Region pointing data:
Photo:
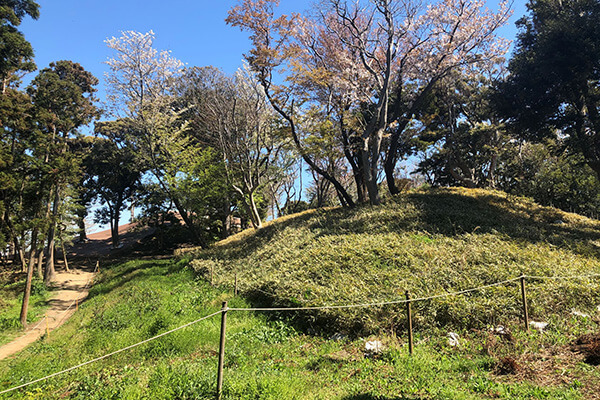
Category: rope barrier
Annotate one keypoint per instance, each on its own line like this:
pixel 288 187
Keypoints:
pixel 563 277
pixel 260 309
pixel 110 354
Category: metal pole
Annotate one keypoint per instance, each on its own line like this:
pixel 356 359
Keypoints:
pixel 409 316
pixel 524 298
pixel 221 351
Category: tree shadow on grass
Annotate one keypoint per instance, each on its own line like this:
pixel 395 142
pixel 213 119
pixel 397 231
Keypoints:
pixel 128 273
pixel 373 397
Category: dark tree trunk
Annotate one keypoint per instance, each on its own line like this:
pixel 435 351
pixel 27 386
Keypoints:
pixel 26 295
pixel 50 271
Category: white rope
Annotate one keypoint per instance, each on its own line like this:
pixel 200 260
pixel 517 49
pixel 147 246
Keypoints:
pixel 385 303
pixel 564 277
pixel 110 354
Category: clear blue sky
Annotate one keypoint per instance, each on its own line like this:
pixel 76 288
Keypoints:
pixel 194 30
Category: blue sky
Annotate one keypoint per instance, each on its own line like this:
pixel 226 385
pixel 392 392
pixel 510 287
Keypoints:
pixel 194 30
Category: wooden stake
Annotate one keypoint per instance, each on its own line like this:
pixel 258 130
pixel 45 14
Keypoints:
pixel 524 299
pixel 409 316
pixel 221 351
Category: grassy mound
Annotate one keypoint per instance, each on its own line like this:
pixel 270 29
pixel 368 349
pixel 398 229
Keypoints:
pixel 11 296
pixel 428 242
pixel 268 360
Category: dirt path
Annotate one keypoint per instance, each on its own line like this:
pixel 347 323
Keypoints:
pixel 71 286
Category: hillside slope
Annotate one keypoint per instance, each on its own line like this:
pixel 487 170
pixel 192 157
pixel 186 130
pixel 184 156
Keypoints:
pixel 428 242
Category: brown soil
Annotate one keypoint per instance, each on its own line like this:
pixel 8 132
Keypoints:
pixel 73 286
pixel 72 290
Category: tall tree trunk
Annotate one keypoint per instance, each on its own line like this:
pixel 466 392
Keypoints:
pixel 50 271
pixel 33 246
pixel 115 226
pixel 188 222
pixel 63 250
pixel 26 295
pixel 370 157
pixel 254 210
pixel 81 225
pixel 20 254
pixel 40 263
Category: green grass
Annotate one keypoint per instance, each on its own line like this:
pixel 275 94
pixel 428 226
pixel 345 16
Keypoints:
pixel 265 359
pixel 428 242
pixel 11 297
...
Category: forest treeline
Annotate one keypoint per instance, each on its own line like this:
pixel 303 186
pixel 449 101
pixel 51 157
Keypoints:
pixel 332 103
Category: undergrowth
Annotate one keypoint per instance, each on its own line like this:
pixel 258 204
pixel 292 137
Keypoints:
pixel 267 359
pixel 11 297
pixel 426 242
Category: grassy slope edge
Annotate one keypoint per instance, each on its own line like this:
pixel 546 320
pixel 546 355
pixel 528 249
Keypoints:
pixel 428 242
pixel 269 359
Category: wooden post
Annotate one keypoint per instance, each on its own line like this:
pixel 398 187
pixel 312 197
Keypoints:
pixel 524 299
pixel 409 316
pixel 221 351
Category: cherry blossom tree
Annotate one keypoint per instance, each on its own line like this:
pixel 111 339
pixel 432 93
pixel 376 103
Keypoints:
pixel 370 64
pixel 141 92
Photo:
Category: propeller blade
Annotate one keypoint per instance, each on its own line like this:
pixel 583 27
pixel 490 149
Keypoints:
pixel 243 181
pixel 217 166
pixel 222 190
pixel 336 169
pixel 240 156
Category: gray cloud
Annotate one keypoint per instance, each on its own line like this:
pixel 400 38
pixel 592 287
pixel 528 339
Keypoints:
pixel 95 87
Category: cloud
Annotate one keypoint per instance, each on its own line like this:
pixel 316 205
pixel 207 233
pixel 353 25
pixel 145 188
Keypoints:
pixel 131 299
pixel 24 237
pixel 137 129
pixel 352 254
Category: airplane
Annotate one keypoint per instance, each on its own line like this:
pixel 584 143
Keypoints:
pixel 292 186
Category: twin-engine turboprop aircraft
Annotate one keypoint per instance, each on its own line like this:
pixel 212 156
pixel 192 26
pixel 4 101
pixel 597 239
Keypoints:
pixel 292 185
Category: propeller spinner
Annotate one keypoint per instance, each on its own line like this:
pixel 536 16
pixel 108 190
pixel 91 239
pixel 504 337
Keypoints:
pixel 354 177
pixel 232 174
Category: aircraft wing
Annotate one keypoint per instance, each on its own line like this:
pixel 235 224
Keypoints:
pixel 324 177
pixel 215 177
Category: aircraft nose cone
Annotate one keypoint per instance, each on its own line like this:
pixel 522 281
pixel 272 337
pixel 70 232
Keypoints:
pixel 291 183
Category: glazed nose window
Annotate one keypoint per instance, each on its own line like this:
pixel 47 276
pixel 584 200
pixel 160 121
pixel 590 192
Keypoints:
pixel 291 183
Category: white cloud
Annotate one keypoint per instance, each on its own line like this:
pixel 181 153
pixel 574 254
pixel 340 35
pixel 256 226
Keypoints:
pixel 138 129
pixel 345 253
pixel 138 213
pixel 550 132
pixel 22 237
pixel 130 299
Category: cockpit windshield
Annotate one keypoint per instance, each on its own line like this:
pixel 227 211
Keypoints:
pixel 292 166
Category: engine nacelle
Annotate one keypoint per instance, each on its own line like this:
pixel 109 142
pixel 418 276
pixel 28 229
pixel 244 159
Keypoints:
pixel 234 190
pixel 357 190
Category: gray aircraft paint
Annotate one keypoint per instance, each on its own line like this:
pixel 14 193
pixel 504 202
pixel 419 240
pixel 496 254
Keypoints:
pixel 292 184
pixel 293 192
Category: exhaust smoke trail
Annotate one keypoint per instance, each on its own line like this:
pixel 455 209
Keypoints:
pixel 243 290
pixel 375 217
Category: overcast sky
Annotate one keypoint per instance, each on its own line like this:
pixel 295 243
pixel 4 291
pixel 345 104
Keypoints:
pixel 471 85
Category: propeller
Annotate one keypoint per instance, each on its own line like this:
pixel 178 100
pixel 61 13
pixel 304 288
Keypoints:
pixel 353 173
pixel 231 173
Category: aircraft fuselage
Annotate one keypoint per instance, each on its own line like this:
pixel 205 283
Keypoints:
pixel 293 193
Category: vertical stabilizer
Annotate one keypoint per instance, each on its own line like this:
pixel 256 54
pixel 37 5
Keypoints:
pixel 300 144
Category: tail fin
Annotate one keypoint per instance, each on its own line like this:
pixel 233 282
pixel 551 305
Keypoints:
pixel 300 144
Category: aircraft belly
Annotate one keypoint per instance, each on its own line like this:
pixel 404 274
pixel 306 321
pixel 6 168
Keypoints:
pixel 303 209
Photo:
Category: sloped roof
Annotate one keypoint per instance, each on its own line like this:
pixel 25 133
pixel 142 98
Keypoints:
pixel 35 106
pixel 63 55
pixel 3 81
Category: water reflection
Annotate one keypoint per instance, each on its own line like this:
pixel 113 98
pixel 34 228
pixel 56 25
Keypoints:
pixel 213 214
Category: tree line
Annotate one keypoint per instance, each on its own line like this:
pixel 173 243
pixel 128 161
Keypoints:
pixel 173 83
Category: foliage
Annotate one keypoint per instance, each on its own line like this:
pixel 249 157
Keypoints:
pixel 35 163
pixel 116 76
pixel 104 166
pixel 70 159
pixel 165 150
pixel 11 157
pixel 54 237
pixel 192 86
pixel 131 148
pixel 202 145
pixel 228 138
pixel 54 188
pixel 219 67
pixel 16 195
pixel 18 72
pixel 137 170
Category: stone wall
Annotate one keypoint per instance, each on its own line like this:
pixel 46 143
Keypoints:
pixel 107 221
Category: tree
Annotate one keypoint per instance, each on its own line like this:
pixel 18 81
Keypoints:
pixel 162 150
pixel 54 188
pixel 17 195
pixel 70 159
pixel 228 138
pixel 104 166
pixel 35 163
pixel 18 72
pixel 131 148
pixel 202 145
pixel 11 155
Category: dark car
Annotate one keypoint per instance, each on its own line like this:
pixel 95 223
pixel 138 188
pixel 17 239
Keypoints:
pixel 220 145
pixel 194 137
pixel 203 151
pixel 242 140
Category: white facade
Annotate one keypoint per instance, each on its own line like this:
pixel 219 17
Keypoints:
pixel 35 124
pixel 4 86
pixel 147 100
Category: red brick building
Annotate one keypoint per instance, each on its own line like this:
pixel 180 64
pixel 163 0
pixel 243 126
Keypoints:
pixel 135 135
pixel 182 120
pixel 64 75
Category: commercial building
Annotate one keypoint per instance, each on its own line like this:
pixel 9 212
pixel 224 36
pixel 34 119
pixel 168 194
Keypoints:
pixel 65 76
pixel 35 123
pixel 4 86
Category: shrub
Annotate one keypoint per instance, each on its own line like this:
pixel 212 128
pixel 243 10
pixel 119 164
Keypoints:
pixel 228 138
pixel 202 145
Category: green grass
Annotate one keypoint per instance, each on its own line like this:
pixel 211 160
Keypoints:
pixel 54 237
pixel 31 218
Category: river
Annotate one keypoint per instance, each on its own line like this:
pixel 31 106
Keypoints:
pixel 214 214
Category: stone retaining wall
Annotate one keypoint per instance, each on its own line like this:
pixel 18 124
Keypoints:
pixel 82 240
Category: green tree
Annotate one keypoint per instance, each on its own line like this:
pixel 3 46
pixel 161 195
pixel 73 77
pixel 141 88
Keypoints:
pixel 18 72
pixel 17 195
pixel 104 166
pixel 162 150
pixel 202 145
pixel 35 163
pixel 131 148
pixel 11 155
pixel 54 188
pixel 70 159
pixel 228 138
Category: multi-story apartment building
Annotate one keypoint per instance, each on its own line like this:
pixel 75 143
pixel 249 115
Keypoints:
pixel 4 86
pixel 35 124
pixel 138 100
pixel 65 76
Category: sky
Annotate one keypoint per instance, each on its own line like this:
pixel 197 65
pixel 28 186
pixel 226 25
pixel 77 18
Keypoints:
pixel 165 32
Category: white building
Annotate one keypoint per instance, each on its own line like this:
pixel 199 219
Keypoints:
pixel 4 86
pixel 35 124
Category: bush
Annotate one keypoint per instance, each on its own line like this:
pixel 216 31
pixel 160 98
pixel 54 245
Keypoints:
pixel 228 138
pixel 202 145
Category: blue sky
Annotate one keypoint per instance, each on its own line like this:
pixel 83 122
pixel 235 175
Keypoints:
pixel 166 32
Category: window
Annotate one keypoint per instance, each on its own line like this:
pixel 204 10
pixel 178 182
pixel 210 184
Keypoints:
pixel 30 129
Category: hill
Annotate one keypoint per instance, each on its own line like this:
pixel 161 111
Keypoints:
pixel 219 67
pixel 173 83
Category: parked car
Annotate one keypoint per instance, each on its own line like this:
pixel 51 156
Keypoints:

# WHAT YOU HAVE TO DO:
If a line in the records above has the word "propeller", copy it.

# EXPECTED ANSWER:
Category: propeller blade
Category: propeller spinner
Category: propeller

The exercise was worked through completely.